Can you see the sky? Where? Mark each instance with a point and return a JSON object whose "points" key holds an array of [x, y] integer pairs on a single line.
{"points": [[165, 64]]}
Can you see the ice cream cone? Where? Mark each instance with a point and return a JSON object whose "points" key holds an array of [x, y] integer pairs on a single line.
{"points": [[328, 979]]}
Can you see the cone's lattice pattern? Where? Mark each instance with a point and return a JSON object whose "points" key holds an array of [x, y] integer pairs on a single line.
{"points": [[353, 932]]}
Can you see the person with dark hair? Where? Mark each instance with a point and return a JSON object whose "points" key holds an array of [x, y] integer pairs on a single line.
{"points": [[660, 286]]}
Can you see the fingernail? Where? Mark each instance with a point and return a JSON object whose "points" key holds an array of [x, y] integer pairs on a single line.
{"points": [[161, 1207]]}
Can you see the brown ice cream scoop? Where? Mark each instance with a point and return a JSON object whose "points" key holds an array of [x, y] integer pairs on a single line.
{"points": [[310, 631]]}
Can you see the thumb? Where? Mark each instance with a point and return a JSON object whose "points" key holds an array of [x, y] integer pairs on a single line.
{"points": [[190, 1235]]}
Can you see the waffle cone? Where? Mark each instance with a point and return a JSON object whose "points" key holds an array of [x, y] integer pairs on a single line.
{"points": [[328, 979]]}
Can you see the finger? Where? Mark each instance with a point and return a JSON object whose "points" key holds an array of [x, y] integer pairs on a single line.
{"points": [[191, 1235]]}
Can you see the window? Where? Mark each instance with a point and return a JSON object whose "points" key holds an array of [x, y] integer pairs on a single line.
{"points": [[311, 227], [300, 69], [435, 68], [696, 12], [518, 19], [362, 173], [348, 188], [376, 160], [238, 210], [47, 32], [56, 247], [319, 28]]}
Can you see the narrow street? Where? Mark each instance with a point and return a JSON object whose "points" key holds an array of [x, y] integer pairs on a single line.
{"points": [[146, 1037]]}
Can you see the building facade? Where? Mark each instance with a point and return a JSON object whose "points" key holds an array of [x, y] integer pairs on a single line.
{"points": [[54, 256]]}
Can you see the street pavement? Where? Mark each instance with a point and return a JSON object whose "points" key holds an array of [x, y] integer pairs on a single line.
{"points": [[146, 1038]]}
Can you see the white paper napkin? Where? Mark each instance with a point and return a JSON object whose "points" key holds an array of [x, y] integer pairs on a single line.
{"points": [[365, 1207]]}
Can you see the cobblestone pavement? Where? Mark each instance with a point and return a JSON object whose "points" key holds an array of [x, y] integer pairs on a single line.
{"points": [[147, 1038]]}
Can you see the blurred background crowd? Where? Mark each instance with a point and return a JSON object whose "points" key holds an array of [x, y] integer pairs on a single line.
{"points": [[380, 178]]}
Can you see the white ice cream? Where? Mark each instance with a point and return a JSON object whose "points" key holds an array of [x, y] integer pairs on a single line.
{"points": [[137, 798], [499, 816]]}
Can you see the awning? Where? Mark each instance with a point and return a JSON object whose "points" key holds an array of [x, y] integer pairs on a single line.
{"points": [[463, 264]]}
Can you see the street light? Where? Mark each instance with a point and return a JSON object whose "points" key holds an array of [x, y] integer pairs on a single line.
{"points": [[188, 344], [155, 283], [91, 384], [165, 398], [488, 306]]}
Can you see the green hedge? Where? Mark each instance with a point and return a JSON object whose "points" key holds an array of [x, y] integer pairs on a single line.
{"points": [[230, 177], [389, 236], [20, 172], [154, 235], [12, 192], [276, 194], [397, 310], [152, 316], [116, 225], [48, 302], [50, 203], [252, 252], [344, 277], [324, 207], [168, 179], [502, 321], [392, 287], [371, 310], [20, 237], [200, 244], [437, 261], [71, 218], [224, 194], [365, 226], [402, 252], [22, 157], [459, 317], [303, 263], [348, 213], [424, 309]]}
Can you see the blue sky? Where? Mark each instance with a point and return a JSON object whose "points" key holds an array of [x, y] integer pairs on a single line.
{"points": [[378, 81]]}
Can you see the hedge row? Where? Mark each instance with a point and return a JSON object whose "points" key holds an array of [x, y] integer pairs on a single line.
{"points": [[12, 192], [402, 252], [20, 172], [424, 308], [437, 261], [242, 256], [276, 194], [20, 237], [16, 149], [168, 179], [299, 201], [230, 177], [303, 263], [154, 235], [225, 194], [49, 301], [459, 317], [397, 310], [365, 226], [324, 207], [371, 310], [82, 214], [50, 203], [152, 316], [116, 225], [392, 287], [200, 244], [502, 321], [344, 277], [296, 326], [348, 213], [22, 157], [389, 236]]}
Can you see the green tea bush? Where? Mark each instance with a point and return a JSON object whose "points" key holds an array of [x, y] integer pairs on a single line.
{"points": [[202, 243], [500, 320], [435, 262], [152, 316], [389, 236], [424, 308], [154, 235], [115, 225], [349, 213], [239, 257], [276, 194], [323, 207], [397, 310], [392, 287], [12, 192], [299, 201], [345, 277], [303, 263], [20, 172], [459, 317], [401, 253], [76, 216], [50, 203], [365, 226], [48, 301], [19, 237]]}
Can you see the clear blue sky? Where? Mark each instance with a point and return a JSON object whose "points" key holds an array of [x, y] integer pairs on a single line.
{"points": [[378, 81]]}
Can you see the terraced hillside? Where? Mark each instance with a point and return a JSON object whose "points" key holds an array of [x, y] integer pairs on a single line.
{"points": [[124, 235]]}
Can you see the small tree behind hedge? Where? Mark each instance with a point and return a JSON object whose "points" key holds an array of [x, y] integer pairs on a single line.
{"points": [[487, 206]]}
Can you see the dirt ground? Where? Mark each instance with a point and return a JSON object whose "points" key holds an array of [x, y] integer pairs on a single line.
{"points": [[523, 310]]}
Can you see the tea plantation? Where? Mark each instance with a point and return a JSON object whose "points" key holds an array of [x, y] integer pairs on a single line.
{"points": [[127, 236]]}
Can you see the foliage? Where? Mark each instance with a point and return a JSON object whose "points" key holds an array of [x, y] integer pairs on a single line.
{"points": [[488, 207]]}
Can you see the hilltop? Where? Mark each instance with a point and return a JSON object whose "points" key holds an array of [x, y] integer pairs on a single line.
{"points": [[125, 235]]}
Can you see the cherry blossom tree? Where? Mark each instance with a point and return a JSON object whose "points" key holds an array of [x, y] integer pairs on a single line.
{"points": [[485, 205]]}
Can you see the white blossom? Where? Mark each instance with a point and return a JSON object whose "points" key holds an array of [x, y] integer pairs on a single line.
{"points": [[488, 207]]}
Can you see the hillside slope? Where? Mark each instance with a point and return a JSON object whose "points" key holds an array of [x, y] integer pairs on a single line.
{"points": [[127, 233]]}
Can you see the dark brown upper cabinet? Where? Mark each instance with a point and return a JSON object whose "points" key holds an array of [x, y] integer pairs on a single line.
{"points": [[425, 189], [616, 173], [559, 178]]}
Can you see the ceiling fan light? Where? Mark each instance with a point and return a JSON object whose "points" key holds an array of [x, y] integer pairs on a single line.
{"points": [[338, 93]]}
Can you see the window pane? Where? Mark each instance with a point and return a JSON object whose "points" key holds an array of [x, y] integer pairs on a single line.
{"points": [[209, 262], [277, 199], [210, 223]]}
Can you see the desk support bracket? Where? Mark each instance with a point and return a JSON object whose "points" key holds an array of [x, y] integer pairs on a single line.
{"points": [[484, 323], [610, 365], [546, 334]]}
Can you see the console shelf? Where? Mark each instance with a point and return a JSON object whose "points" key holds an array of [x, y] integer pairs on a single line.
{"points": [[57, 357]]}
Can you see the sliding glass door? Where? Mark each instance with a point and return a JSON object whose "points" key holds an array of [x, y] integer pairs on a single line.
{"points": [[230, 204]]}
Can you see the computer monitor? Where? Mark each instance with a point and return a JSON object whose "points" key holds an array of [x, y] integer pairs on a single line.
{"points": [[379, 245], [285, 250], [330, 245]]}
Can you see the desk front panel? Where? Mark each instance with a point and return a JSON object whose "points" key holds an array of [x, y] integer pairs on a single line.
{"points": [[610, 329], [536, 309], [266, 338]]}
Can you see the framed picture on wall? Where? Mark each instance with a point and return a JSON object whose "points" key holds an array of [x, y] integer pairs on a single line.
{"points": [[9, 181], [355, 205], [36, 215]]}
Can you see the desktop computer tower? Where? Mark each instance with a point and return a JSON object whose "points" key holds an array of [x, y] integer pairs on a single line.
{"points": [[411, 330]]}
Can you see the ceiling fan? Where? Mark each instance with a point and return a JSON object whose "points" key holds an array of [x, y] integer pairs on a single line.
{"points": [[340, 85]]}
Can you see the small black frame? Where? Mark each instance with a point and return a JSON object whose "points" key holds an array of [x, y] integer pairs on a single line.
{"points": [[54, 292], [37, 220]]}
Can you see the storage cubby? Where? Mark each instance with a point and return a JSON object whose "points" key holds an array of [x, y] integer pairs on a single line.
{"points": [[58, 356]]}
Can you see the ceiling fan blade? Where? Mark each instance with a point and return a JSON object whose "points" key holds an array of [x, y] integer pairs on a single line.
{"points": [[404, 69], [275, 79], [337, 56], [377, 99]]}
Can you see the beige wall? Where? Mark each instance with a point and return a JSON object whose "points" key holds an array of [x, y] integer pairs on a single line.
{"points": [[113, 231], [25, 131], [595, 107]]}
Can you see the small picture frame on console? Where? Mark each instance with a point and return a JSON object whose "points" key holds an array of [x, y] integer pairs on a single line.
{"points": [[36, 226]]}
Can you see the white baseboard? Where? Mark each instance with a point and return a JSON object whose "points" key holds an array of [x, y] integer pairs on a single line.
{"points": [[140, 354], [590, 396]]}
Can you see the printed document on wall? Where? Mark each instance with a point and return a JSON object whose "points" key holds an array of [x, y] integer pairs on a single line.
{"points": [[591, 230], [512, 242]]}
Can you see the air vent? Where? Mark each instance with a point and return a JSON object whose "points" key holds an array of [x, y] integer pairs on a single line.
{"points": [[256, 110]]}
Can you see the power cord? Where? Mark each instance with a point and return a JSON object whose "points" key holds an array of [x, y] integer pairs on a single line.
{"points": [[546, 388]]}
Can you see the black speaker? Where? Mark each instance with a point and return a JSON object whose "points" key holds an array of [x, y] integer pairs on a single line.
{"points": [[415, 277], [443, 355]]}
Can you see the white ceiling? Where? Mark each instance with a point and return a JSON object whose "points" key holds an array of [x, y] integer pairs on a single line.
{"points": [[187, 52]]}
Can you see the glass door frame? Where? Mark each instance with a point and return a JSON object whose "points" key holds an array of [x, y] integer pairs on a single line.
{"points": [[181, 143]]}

● **The exercise**:
Retype exactly the lines from the one containing "Can you see the white baseboard?" through the last line of the records above, including both.

● **Task result**:
Can you see the white baseboard? Where? Mark each instance with a point and return a JSON object whose "points" key holds an array of [x, y] integer pairs on a single line.
{"points": [[140, 354], [590, 396]]}
Can you see the printed document on wall? Where? Mark each instance with a point and return a JSON object whose "points" key holds an array of [x, y] integer pairs on a single line.
{"points": [[591, 230], [512, 242]]}
Can you see the air vent? Where? Mark each instance with a point and return a JSON object whose "points" key holds an array of [x, y] integer pairs on a single line.
{"points": [[256, 110]]}
Can you see the power cord? Where? Mark each instance with a point and return a JSON object whose "points" key holds an array of [x, y] integer pairs on a single line.
{"points": [[546, 388]]}
Can you see the black speaker? Where? Mark each instance with a point and return a JSON object whose "points" key holds an array of [x, y] integer pairs on a single line.
{"points": [[415, 277], [443, 355]]}
Can you see the white ceiling? Where? Mark each instance with a point and return a JSON object whose "points" key holds an array of [x, y] integer pairs on a single line.
{"points": [[187, 52]]}
Can you see the glass door frame? Where? Mark each instance with a point and return a JSON object whose "points" key holds an array of [x, y] integer pairs on a single line.
{"points": [[181, 143]]}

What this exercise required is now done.